::: Seçilen alıntı :::
Sözleşmenin 2. maddesinde, sözleşmenin konusu: “Sözleşmenin İstanbul ili, …. ilçesi, sanılan içinde bulunan …. alanında gerçekleştirilecek inşaat ve imalat işlerinin yüklenicinin sorumluluğunda ekli projelerine uygun olarak yapılmasına dair hak ve yükümlülükleri düzenlemektedir.”
Sözleşmenin 5. maddesinde, iş sahasının teslimi ve işin süresi: “Yüklenici, yer teslimine müteakip işe başlayacak ve sözleşme konusu işi sözleşme tarihinden geçerli olacak şekilde 290 gün içerisinde şirkete teslim edilecektir.” Buna göre teslim tarihi 03.01.2019 tarihi olmaktadır.
Sözleşmenin 5.7. maddesinde, İş, Sözleşmede belirtilen süre içerisinde bitirilip kesin kabule hazır hale getirilecektir. Aksi takdirde yüklenici, kendi tarafından oluşan sebeplerle işin gecikmeye uğratılmasından dolayı, geçen her takvim günü için şirkete taraflarca götürü surette tespit olunan KDV hariç toplam hizmet bedelinin % 03’ü (bindeüç) oranında ifaya ekli gecikme cezası ödemeyi kabul ve taahhüt eder. Gecikmenin 15(onbeş) iş gününü aşması halinde şirket, yüklenicinin cezalı çalışmasına devam ederek işi tamamlamasına izin verebileceği gibi, sözleşmeyi tek yanlı ve haklı nedenle feshedebilir. Tespit isteyen ……. Yapım Prodüksiyon Gıda Hay. İthalat İhr. Ltd. Şti.’nin talebi üzerine İstanbul Anadolu …. Sulh Hukuk Mahkemesi tarafından …. D.İş nolu dosyasında 15.07.2019 tarihi itibariyle tespit yapılmıştır. 29.07.2019 tarihinde dosyasına sunulan ….. D.İş nolu delil tespit raporunda, özetle keşif tarihi itibariyle yüklenici tarafından işin tamamlanma oranı %58,18 ve işin tamamlanan kısmının bedeli 1.077.086 TL olarak tespit edilmiştir. Ayrıca, aynı tarih itibariyle ayıplı olarak yapılan işlerin bedeli ise 92.300 TL olarak belirlenmiştir.
……. Yapım Prodüksiyon Gıda Hay. İthalat İhr. Ltd. Şti. Bakırköy …. Noterliği’nden ……. Ahşap San. Ve İnş. Ltd. Şti.’ne gönderdiği 02.08.2019 tarihli ve …. yevmiye numaralı ihtarname ile işi süresinde teslim edemediği için inşaat sözleşmesini feshetmiştir.
::: Veri kümesi içeriği :::
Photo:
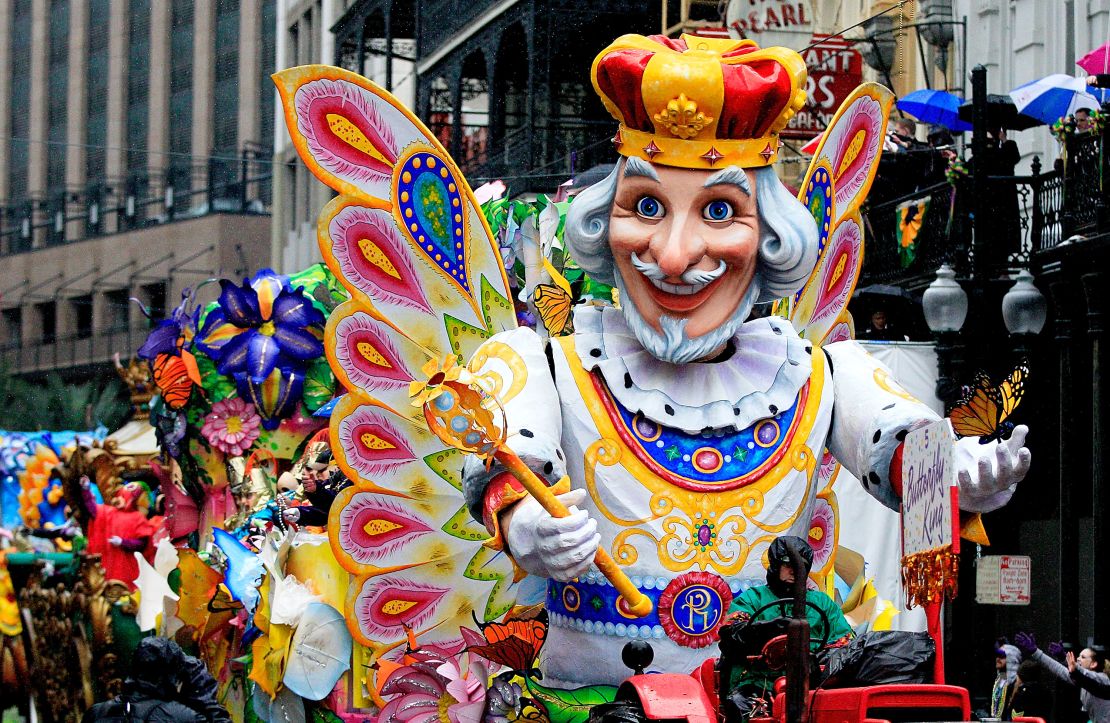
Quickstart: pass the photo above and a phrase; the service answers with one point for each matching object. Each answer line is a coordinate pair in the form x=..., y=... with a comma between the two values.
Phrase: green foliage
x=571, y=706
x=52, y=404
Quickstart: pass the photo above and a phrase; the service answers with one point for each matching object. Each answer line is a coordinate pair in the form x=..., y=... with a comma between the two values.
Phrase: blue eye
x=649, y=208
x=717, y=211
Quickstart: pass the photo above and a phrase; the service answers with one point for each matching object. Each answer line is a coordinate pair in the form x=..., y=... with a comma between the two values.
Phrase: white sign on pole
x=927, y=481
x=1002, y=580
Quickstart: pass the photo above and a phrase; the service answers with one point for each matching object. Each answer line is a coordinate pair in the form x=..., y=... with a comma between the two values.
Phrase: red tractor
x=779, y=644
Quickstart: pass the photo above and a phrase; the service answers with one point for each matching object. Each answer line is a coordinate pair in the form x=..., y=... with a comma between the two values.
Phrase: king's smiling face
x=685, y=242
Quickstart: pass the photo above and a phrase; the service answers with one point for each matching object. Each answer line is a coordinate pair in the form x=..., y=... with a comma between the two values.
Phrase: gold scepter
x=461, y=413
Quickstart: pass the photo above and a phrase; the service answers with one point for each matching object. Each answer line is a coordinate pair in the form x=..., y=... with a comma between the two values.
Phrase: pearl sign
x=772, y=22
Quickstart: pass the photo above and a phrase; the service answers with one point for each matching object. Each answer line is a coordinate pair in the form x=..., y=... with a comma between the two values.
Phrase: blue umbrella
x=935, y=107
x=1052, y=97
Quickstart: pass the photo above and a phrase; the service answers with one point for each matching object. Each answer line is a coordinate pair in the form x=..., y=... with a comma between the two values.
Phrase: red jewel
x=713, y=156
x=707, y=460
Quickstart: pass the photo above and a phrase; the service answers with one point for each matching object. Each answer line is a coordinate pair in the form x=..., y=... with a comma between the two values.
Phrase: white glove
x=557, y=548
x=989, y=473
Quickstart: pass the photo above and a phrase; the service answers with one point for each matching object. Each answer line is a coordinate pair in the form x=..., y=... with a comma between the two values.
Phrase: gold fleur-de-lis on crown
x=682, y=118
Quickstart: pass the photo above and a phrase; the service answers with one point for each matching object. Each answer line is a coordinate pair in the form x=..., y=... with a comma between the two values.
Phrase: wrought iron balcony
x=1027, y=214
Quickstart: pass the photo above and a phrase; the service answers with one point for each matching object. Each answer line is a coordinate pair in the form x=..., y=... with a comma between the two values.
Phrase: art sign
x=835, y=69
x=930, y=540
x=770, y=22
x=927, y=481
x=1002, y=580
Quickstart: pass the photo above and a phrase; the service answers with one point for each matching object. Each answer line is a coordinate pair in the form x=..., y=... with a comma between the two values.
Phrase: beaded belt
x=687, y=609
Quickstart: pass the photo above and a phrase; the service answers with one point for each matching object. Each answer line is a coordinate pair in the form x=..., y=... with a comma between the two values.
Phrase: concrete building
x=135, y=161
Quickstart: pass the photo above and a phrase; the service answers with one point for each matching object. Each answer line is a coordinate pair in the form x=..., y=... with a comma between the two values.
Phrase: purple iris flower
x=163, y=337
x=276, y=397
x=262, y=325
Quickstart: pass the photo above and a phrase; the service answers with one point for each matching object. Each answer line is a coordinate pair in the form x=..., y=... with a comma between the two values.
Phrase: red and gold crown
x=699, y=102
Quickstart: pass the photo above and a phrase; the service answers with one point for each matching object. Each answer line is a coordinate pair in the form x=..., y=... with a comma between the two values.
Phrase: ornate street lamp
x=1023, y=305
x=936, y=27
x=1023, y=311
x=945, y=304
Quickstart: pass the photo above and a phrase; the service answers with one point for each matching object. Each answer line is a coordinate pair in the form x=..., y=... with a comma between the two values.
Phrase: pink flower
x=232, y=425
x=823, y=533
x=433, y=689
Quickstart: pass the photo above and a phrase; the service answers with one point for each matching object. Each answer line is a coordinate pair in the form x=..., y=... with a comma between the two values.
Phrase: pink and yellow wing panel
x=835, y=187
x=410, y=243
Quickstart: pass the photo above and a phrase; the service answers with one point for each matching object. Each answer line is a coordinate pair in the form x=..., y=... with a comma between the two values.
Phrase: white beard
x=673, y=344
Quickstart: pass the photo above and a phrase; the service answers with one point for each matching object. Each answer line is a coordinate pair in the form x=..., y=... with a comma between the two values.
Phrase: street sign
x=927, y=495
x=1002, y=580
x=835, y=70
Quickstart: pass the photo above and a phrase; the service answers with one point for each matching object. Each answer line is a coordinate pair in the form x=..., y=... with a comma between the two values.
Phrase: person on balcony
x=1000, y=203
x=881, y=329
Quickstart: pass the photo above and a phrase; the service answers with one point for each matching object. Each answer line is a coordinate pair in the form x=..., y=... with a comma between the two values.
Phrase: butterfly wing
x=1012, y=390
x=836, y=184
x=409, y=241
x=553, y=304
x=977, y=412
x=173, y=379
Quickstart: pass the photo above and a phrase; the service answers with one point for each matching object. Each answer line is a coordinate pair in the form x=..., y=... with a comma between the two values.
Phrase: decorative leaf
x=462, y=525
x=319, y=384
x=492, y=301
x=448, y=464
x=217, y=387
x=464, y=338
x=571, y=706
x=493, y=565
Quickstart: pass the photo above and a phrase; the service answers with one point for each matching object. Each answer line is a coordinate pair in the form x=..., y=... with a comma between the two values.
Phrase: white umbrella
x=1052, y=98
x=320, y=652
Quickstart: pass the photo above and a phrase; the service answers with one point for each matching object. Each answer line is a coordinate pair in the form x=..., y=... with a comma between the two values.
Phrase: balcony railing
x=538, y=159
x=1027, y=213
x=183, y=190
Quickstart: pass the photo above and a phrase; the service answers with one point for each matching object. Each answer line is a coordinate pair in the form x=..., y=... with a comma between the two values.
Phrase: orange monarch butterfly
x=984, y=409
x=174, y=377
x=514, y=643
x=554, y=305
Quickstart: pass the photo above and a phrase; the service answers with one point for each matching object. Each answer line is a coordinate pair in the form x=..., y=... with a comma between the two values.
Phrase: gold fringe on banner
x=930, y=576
:::
İnşaat sözleşmesiyle ilgili alıntıda "Sözleşmenin 2. maddesinde, sözleşmenin" sözcüklerinin geçtiği yerden başlayıp "03.01.2019 tarihi olmaktadır." sözcüklerinden sonra biten bölümü hiç değiştirmeden çoğalt. Öğeler başka bir kaynaktan alınmıştır.

[Tam çıktı]
Sözleşmenin 2. maddesinde, sözleşmenin konusu: “Sözleşmenin İstanbul ili, …. ilçesi, sanılan içinde bulunan …. alanında gerçekleştirilecek inşaat ve imalat işlerinin yüklenicinin sorumluluğunda ekli projelerine uygun olarak yapılmasına dair hak ve yükümlülükleri düzenlemektedir.”
Sözleşmenin 5. maddesinde, iş sahasının teslimi ve işin süresi: “Yüklenici, yer teslimine müteakip işe başlayacak ve sözleşme konusu işi sözleşme tarihinden geçerli olacak şekilde 290 gün içerisinde şirkete teslim edilecektir.” Buna göre teslim tarihi 03.01.2019 tarihi olmaktadır.